### Selected extract
In After Reset RPG: During your travels through the State of Eagle and the Great Desert you'll come across small settled societies who have no problem defending themselves from marauders and raiders. You'll also witness the birth of one of the global factions of the new world – the New Confederacy. You'll come across the united tribes of the Indian Alliance. And yes, you'll find raiders. But not cool bandits like you see in popular media. People who become raiders and marauders don't come from good backgrounds. The structure of these opportunistic groups will largely remind you of small wild bands of the early Wild West. At the same time, you'll also come across societies, completely built on evolved and adapted "prisoners" concepts.
MYTH #12: PERSONAL HAREMS
Myth: Being physically stronger, and having a lot of endurance and bravery, surviving men will become objects of desire for all women they come across. Men who have survived the apocalypse will dominate, form their own personal harems, fuck whoever they want and those who don't submit will be taken by force and kept in chains. Gender relations will revert to their primitive form.
Reality: In sociology and ethnography it is well known that gender roles even in primitive societies are not the same from group to group, and they depend on each group’s level of economic development as well as their societal norms. During the apocalypse and in the first few years after it, a large part of the population will really die, and women are just as likely to die as men. Even slightly more likely due to their position serving men in modern society prior to the cataclysm. If anarchy comes, the first few years create the real possibility of a patriarchal alpha mindset, all the same in the time to come they will be restricted to non-natural selection. There are noteworthy social experiments in history about this issue. For example, during the Second World War, a group of women and one man were cut off from the mainland on an island in the Pacific. The man quickly oriented himself, hoarded all the food supplies, armed himself and declared all women his property. He set up a harem and an order for seeing his concubines. During the first "wedding night" the first girl simply slit his throat and the women began living together in peace, waiting to be rescued by friendly forces.
In After Reset RPG: In the new world After the Reset that came to be on the ruins of the Past Civilization, male and female roles (and with them ideas about what someone in each of those roles should do and be) vary considerably from one community to another. So, among a small population in the former North America, there is really a weak form of patriarchy, however at the same time, any woman with skills deemed useful for the survival of the community is generally seen as a member of that community rather than as an object. In the newly formed New Confederacy, people traditionally treat women with respect, and women have equal voting rights. But that only extends to female citizens, and not to female slaves (enslaved women are not citizens of the NC). Among the multitude of tribes of the Indian Alliance there is a highly developed system of female and male roles, and also rites and traditions for determining masculine and feminine genders. All the same, de facto, hidden matriarchies can freely flourish in these tribes. And only in the cities of the United Governments and among their social groups will you encounter an earnestly equal relation to women, under which gender discrimination is punishable by law.
MYTH #13: THE REBIRTH OF SLAVERY AND THE SLAVE TRADE
Myth: In a post-apocalyptic world, might makes right so you can easily take other people as slaves, becoming their unquestioned master. At the very least you can live without a care in the world, forcing others to do your work for you. At most you can even make a handy living trading in human cargo. And with your newly obtained, trouble-free sex slaves this radiation soaked world starts to take on a certain charm.

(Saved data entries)
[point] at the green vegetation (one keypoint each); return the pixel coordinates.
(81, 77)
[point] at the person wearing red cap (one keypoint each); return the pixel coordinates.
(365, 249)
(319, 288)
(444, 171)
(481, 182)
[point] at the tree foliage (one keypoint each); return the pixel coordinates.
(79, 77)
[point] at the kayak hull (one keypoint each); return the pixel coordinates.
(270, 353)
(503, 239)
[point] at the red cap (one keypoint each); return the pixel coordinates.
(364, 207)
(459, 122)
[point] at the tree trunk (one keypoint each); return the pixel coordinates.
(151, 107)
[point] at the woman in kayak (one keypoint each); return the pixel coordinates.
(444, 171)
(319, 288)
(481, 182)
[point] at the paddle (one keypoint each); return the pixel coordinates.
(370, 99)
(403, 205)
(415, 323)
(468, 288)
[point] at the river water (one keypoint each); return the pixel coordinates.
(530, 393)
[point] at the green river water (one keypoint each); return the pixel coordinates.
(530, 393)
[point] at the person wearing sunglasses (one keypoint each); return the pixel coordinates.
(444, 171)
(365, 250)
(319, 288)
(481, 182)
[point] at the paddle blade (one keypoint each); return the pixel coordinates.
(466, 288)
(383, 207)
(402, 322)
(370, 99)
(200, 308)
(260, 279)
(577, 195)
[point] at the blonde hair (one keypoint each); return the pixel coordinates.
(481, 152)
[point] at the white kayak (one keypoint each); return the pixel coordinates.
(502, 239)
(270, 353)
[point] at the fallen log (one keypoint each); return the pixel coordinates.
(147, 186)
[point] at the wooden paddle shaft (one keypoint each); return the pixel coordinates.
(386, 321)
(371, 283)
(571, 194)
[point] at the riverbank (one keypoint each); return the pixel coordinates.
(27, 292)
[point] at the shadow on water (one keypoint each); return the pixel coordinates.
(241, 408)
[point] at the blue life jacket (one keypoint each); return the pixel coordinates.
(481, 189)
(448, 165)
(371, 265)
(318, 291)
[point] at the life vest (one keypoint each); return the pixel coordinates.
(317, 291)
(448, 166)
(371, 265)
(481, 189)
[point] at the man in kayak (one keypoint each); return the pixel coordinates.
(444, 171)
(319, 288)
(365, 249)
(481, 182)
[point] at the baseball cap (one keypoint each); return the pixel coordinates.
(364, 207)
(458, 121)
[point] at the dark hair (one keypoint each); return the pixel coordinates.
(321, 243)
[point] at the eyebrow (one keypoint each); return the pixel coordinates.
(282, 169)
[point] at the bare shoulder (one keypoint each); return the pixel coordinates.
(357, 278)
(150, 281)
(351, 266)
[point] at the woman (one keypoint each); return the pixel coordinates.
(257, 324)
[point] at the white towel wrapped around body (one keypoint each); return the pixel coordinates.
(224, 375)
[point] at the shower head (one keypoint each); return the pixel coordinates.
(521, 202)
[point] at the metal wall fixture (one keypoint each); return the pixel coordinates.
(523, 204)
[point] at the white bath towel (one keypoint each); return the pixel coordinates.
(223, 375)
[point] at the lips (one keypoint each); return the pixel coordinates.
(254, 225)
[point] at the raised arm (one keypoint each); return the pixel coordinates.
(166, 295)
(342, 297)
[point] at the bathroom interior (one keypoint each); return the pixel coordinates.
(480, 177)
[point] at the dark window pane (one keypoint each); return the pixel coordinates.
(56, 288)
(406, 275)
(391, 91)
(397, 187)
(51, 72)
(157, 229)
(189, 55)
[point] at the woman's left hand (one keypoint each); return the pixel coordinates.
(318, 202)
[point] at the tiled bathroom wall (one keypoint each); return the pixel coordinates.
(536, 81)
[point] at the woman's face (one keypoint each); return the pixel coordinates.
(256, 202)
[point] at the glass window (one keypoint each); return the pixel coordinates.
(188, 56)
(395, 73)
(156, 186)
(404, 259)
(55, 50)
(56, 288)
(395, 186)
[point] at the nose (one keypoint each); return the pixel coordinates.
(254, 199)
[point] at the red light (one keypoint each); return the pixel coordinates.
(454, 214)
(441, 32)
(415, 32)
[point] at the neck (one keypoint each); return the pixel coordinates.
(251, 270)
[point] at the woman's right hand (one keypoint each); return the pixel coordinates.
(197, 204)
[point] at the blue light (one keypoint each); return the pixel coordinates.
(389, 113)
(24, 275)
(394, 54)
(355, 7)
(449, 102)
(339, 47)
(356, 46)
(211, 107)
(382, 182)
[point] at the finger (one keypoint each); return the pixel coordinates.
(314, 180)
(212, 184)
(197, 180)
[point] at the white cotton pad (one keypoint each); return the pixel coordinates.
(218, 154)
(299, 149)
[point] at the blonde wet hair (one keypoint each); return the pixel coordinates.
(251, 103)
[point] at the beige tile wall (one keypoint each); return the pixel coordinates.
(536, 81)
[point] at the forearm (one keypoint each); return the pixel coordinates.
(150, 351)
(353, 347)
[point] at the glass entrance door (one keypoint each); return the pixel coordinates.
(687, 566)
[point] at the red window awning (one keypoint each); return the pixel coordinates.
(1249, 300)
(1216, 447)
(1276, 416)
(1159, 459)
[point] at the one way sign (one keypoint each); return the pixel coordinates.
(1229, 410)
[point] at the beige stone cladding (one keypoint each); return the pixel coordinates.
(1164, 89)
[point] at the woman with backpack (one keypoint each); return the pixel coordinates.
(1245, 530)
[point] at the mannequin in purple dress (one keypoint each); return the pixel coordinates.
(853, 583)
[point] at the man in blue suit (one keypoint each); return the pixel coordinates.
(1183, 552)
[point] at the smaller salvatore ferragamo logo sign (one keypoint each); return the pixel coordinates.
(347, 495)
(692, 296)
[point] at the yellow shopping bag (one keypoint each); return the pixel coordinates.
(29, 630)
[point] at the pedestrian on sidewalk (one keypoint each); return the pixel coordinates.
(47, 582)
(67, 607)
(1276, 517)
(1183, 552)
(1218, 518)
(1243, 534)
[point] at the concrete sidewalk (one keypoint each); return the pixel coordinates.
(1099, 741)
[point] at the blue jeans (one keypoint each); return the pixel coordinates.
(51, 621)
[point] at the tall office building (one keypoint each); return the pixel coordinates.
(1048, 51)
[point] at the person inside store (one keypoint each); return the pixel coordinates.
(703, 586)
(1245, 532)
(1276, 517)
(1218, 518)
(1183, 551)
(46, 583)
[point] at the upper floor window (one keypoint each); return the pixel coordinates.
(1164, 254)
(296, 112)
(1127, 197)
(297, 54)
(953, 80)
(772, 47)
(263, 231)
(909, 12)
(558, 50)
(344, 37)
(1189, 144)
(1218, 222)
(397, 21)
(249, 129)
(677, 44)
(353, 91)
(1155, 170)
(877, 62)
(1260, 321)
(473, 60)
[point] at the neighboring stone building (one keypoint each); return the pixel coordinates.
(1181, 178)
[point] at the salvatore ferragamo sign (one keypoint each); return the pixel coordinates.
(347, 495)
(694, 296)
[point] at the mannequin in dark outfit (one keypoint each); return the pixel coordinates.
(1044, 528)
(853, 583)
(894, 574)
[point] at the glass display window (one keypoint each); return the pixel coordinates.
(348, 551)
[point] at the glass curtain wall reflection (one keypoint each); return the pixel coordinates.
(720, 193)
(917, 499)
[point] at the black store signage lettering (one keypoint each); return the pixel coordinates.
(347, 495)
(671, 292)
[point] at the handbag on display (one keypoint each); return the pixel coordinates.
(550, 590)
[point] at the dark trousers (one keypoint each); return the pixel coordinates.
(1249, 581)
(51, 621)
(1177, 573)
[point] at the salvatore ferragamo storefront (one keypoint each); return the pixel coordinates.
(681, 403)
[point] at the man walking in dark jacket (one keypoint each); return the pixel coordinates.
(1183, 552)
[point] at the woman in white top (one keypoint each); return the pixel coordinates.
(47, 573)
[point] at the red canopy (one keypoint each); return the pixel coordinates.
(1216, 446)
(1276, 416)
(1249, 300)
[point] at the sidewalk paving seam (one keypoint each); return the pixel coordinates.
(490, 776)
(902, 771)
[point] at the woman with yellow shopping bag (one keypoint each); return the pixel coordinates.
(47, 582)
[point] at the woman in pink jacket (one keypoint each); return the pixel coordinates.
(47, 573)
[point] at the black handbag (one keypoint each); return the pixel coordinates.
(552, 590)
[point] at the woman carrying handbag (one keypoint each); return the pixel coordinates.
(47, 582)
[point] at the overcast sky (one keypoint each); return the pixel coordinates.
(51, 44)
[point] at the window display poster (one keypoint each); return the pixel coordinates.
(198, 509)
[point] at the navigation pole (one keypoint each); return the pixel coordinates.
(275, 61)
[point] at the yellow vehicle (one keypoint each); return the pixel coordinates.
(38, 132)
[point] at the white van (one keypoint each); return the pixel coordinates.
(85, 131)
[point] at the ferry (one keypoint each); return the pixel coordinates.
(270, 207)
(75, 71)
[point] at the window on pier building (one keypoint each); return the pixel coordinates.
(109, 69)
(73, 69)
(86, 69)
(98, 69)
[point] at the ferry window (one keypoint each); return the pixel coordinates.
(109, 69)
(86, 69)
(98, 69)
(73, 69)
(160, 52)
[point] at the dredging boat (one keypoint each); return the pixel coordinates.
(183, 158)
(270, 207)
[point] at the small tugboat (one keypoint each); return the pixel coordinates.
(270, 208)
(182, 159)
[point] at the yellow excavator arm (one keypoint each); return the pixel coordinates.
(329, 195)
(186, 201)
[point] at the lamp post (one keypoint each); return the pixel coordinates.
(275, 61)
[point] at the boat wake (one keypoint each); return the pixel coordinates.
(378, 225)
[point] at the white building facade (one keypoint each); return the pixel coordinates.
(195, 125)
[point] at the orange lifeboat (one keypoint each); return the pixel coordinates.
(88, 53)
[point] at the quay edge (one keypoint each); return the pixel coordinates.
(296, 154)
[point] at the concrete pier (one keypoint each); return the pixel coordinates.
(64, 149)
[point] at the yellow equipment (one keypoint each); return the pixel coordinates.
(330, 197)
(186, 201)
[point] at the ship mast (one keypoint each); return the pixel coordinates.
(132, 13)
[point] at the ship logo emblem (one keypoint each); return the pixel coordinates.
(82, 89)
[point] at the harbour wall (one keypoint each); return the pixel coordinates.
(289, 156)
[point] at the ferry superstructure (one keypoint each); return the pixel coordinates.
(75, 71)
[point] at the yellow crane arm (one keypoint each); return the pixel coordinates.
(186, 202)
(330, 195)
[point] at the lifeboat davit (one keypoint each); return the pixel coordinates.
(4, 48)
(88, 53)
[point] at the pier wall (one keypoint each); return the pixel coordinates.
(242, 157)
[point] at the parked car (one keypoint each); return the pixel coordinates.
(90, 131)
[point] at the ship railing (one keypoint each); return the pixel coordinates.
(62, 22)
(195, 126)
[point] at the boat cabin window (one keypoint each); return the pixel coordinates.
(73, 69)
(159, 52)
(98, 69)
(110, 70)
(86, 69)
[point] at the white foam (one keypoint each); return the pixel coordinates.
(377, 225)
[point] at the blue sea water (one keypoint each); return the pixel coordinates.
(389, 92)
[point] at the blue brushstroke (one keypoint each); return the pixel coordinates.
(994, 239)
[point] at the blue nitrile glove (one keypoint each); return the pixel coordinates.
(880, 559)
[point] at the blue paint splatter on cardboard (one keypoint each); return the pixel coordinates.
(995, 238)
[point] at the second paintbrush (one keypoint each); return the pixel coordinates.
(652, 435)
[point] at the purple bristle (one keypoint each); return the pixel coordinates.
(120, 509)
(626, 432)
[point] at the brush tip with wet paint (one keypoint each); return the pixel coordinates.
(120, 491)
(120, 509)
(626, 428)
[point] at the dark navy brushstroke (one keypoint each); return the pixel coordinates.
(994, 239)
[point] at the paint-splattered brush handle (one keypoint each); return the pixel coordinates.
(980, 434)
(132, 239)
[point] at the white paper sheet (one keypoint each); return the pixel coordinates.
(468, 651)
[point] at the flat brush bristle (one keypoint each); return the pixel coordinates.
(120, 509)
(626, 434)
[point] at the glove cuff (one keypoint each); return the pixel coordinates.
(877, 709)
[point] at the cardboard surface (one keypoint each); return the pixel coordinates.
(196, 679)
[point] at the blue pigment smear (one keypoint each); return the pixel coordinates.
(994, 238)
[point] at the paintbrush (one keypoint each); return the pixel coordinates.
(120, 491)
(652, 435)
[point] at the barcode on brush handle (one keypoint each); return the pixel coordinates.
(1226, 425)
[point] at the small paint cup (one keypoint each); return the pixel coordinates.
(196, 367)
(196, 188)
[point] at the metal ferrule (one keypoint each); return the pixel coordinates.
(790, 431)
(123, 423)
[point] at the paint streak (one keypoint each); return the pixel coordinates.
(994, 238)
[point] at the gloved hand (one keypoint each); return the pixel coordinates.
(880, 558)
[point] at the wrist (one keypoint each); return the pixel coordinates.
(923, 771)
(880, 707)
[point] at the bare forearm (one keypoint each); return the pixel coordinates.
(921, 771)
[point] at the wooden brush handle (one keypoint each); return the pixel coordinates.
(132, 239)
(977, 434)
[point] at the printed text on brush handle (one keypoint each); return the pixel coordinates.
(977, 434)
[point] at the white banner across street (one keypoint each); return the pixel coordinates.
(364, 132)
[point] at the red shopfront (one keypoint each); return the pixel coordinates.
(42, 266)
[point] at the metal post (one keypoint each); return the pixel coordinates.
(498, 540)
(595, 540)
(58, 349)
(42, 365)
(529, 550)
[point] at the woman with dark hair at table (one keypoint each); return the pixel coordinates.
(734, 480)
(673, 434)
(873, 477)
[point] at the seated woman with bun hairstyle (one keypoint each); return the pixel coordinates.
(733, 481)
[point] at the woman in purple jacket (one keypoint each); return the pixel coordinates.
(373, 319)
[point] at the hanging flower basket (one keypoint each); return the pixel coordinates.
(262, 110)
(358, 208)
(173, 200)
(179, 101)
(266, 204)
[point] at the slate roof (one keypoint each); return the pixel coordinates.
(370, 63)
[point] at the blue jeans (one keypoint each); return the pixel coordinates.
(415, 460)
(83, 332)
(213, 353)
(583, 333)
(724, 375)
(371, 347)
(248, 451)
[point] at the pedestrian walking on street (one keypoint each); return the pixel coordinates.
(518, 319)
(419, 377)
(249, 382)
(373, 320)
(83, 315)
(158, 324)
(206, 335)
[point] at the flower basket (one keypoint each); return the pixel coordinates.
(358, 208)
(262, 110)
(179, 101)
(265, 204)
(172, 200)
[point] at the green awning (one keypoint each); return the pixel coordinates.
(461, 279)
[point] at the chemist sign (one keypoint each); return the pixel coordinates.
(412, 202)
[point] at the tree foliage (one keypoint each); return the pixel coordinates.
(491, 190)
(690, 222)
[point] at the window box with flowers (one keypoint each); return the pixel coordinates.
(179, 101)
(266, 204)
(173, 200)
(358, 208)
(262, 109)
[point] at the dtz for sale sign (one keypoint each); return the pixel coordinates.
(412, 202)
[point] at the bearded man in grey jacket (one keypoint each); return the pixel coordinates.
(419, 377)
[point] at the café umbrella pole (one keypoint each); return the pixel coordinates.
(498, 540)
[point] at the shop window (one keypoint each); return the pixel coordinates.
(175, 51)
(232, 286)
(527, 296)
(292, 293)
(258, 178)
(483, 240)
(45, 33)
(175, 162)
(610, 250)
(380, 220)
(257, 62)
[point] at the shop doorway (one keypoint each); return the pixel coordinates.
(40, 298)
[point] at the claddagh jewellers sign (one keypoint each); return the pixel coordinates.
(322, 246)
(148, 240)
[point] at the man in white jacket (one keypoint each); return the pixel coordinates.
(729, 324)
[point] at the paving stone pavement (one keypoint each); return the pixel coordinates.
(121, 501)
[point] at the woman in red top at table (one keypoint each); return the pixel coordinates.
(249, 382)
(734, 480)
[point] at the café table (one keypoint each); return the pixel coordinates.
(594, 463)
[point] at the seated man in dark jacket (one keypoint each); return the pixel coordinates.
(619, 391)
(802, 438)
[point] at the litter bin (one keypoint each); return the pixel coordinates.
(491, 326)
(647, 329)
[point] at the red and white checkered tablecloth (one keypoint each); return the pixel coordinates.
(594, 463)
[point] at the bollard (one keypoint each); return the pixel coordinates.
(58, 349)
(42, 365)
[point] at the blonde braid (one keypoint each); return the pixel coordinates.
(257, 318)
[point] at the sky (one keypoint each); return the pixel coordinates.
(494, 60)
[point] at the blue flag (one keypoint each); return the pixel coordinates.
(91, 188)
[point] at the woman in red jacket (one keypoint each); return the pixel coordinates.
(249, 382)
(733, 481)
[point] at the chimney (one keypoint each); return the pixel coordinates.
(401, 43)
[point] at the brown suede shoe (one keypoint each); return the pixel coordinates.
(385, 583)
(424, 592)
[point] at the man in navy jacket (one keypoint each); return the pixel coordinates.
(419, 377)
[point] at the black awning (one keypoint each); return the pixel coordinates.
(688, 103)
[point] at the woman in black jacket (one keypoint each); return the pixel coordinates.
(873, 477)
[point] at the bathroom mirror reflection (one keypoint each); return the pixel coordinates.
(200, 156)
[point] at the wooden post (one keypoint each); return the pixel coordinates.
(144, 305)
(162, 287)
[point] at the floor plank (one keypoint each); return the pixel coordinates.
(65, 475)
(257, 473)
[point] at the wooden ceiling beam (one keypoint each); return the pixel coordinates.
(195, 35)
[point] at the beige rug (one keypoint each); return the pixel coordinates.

### Actions to take
#1 From the post-apocalyptic myths text above, set down the passage between "MYTH #12: PERSONAL" and "their primitive form.", inclusive.
#2 Answer these questions from the post-apocalyptic myths text above.
(a) In the New Confederacy, which women have equal voting rights?
(b) In the Second World War account, where were the group of women and one man cut off from the mainland?
(c) In whose cities does the text say you will encounter an earnestly equal relation to women?

### Answers for this exercise
#1
MYTH #12: PERSONAL HAREMS
Myth: Being physically stronger, and having a lot of endurance and bravery, surviving men will become objects of desire for all women they come across. Men who have survived the apocalypse will dominate, form their own personal harems, fuck whoever they want and those who don't submit will be taken by force and kept in chains. Gender relations will revert to their primitive form.

#2
(a) Female citizens of the New Confederacy, not female slaves.
(b) On an island in the Pacific.
(c) In the cities of the United Governments.